------ TEXTE FOURNI ------

Par Adéa Guillot (Athènes)
et Marie Jégo (Istanbul)
Ils n’y croyaient pas vraiment jusqu’à ce qu’ils voient le catamaran rouge de la compagnie turque Erturk s’éloigner des côtes grecques en direction de Dikili, en Turquie. A son bord, se trouvaient 70 migrants renvoyés vers le lieu qu’ils avaient quitté pour tenter d’atteindre un pays du nord de l’Europe. Pour les centaines de personnes qui dorment sur le port de l’île de Chios depuis le 1er avril, la stupéfaction est totale. «Alors, ça y est, l’Europe nous expulse», se désole Wassim Omar, un professeur d’anglais originaire de Damas, les yeux fixés sur le navire au large.
«Ma femme et moi étions tous les deux enseignants. Nous étions menacés justement à cause de notre volonté d’éduquer les garçons et les filles. J’ai jeté mes trois jeunes enfants sur cette route si dangereuse pour leur garantir une bonne éducation, avec l’espoir qu’en septembre prochain ils feraient leur rentrée scolaire dans un pays qui croit comme moi au pouvoir de l’éducation, et me voilà coincé sur ce caillou grec, menacé d’être rejeté comme un parasite. Que puis-je dire à mes enfants ce matin?», explique avec une infinie tristesse cet homme délicat qui tient à remercier, en souriant, le petit groupe de bénévoles qui l’écoute.
Le renvoi de 202 migrants vers la Turquie depuis les îles grecques de Lesbos et de Chios a eu l’effet d’un électrochoc sur la petite communauté des réfugiés. Les quelque 700 personnes du port de Chios et des camps environnants ont tenté de digérer l’information. Mais, plus haut, dans le camp de détention de Vial, les conséquences ont été immédiates: voulant éviter le refoulement, 453 personnes, sur le millier de détenus installés dans les containers de ce camp d’enregistrement, se sont précipitées au bureau de l’asile pour y déposer une demande.
«Gagner du temps»
Jeudi dernier, avant le début des expulsions, ils étaient moins de 150 à demander l’asile quotidiennement. «Il y a eu une progression tout au long du week-end, mais là nous avons vraisemblablement atteint notre rythme, si le flux des arrivées ne tarit pas», souligne Nikos Papamanolis, le directeur du service d’asile du camp. L’objectif principal des renvois, selon l’accord signé le 18 mars entre l’Union européenne et la Turquie, est de décourager les traversées vers les îles de la mer Egée. Ils sont quelques centaines à arriver quotidiennement sur les îles grecques depuis l’accord. L’un des effets collatéraux est d’augmenter les demandes d’asile. «Nous avons compris qu’on ne nous laisserait pas repartir libres de ce camp»,explique, à travers les barbelés, un jeune homme afghan venu récupérer un kit de produits sanitaires distribué sous le grillage par une ONG: «On dépose la demande d’asile pour tenter de gagner du temps, pour éviter l’expulsion.»

------

▸ DÉFI
Restituez sans aucune modification tout ce qui, dans le texte fourni, va de "Par Adéa Guillot" jusqu'à "navire au large.". La liste qui suit est un matériau distinct du texte fourni.

------ DONNÉES ENREGISTRÉES ------

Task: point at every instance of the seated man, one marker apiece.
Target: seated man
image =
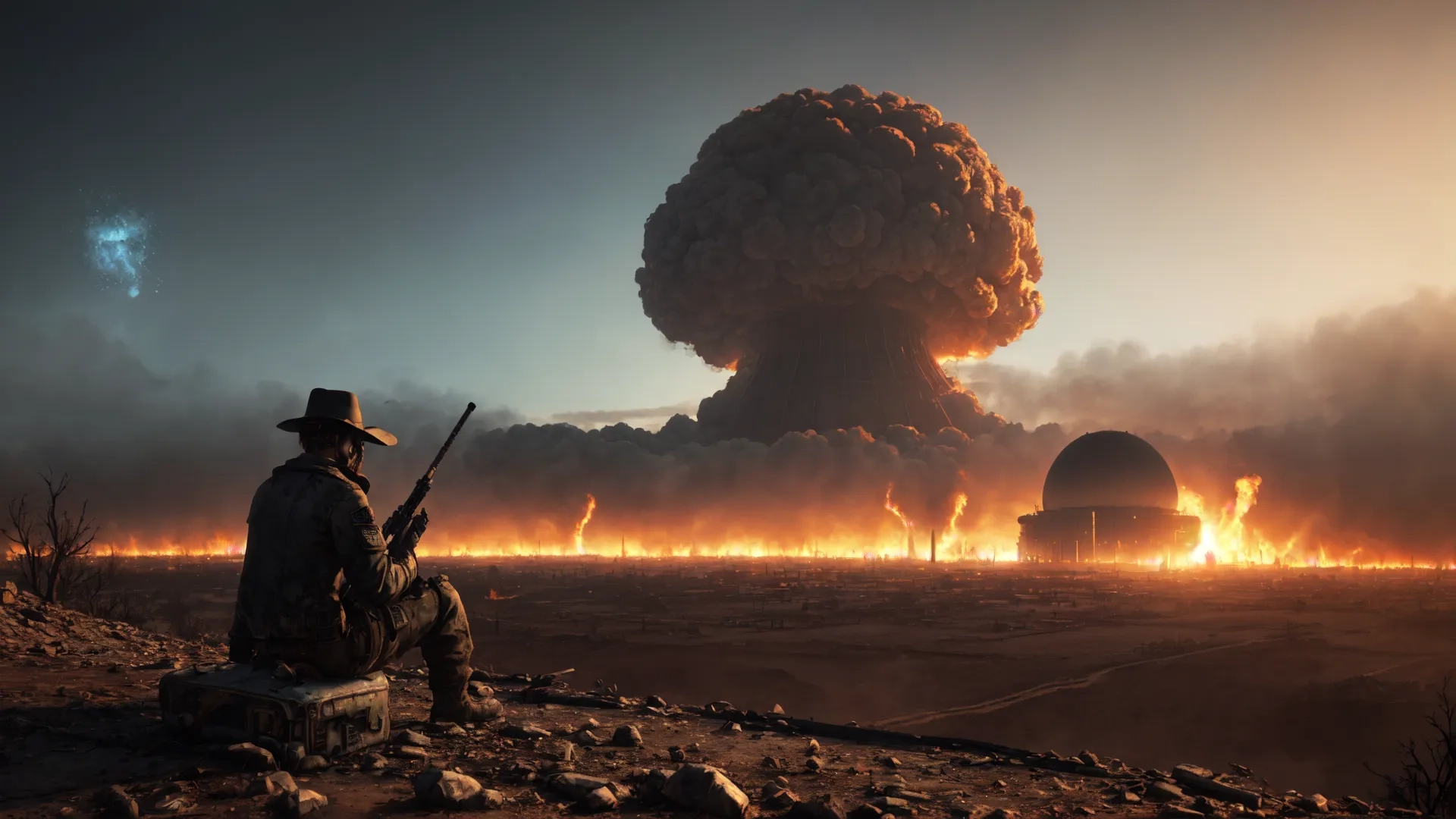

------

▸ RÉPONSE
Par Adéa Guillot (Athènes)
et Marie Jégo (Istanbul)
Ils n’y croyaient pas vraiment jusqu’à ce qu’ils voient le catamaran rouge de la compagnie turque Erturk s’éloigner des côtes grecques en direction de Dikili, en Turquie. A son bord, se trouvaient 70 migrants renvoyés vers le lieu qu’ils avaient quitté pour tenter d’atteindre un pays du nord de l’Europe. Pour les centaines de personnes qui dorment sur le port de l’île de Chios depuis le 1er avril, la stupéfaction est totale. «Alors, ça y est, l’Europe nous expulse», se désole Wassim Omar, un professeur d’anglais originaire de Damas, les yeux fixés sur le navire au large.